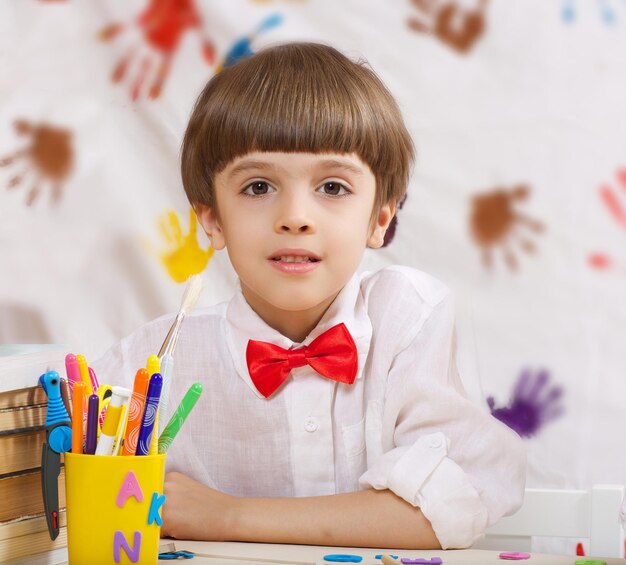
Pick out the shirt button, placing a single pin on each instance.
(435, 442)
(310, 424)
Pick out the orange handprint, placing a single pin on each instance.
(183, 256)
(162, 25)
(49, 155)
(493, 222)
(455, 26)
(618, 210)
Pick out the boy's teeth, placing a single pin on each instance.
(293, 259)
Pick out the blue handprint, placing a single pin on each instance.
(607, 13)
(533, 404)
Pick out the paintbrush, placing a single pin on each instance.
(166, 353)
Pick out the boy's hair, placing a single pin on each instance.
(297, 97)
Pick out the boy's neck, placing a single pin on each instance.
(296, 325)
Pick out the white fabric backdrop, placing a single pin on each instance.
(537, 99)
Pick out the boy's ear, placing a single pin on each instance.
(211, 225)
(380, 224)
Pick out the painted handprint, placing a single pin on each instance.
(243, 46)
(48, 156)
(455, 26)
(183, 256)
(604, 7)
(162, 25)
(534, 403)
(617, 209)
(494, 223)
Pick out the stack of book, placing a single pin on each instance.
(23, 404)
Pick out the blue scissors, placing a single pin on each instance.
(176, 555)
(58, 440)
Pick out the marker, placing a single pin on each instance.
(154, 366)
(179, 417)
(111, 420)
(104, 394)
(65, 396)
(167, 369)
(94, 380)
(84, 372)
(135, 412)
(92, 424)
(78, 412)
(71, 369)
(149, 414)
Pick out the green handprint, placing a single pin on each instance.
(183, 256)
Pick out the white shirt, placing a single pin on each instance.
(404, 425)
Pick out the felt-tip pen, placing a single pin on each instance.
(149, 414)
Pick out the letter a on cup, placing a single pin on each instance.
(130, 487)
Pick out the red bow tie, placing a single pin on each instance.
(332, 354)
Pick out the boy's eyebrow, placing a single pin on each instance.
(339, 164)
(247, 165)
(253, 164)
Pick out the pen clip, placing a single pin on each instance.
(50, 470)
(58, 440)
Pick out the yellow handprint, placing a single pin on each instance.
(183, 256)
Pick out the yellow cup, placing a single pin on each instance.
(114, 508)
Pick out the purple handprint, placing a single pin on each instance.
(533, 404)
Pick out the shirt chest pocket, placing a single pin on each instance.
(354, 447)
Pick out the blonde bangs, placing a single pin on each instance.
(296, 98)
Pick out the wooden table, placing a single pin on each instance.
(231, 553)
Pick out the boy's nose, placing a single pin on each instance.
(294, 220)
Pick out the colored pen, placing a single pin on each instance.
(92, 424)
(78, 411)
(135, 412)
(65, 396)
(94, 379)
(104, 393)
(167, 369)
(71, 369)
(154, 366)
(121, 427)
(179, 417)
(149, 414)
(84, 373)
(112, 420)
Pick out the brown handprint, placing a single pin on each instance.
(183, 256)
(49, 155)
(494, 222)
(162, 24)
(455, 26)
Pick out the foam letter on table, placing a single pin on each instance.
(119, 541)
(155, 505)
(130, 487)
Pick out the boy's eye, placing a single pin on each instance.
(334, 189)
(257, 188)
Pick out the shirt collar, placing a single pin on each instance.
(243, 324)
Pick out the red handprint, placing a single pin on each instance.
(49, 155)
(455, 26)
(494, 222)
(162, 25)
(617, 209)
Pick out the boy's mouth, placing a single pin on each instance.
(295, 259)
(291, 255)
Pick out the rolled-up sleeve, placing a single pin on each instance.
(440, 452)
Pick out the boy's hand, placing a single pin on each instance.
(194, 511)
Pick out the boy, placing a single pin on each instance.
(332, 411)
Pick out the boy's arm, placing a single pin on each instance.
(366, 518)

EXERCISE AIM
Your copy of the entries above must be exact and must not include pictures.

ANSWER TO THIS PROBLEM
Pick out the shirt button, placing a single pin on each instance.
(435, 442)
(310, 424)
Pick out the orange handprint, placing a single pin on each instance.
(183, 256)
(162, 25)
(49, 155)
(493, 222)
(455, 26)
(618, 210)
Pick out the boy's teeth, placing a single pin on each instance.
(293, 259)
Pick out the blue handprint, placing a single pin on each instance.
(607, 13)
(533, 404)
Pick out the paintbrush, placing a single pin on each instance.
(166, 353)
Pick out the boy's hair, placing a single pin on each instance.
(297, 97)
Pick out the boy's neck, placing a single pin on each instance.
(296, 325)
Pick out the white fabric backdrop, placing a single pin on each instance.
(537, 99)
Pick out the boy's ear, placing a single pin on each instance.
(211, 225)
(380, 224)
Pick out the painted handprint, placing a single pin on each instance.
(243, 46)
(48, 156)
(455, 26)
(183, 256)
(604, 7)
(162, 25)
(534, 403)
(617, 209)
(494, 223)
Pick out the stack of book, placing a single pin on each instance.
(23, 404)
Pick out the blue scissors, placing a single pin on each instance.
(176, 555)
(58, 440)
Pick out the marker, placing a single pin on each instance.
(154, 366)
(179, 417)
(111, 420)
(104, 394)
(65, 396)
(167, 369)
(94, 380)
(84, 372)
(135, 412)
(92, 424)
(78, 412)
(71, 369)
(149, 414)
Pick out the green handprint, placing a single pin on each instance.
(183, 256)
Pick out the white shirt, placing a single pin on each instance.
(404, 425)
Pick out the felt-tip pen, placing a single pin on each instance.
(149, 414)
Pick out the letter a on cup, placing a single pin on each instance.
(130, 487)
Pick out the red bow tie, placing a single pin on each instance.
(332, 354)
Pick out the boy's eyebrow, placing a single pin on each instance.
(339, 164)
(247, 165)
(253, 164)
Pick out the pen clip, placing a single pin on each instance.
(50, 470)
(58, 440)
Pick out the yellow handprint, placing a single pin on each instance.
(183, 256)
Pick out the yellow cup, placing a single pin on each instance.
(114, 508)
Pick out the purple handprint, placing a single pin on each instance.
(533, 404)
Pick out the shirt chest pocket, placing a single pin on each instance.
(354, 447)
Pick out the blonde bangs, placing a single pin on each instance.
(296, 98)
Pick out the wooden table, placing a single pin on each instance.
(231, 553)
Pick out the boy's nose, placing a single pin on each instance.
(294, 220)
Pick out the colored pen, placing a single pin on each instance.
(92, 424)
(78, 411)
(135, 412)
(65, 396)
(94, 379)
(104, 393)
(167, 369)
(71, 369)
(154, 366)
(121, 427)
(179, 417)
(149, 414)
(84, 373)
(112, 420)
Pick out the brown handprint, placing a single pin on each instance.
(183, 256)
(49, 155)
(494, 222)
(162, 24)
(455, 26)
Pick out the foam letter on table, placing a single pin on each instance.
(119, 541)
(155, 505)
(130, 487)
Pick out the boy's eye, placing a single pin on each instance.
(334, 189)
(257, 188)
Pick out the shirt collar, placing a single pin on each instance.
(243, 324)
Pick out the red handprint, placing a single pin on each instance.
(49, 155)
(455, 26)
(494, 222)
(162, 25)
(617, 209)
Pick out the boy's mouth, placing a single pin on each instance.
(295, 259)
(291, 255)
Pick out the rolled-up sleeve, placing a single pin on each instance.
(440, 452)
Pick out the boy's hand, placing a single pin on each instance.
(194, 511)
Pick out the boy, placing a single pin on each instance.
(332, 411)
Pick out the boy's arm, placing a single pin on each instance.
(366, 518)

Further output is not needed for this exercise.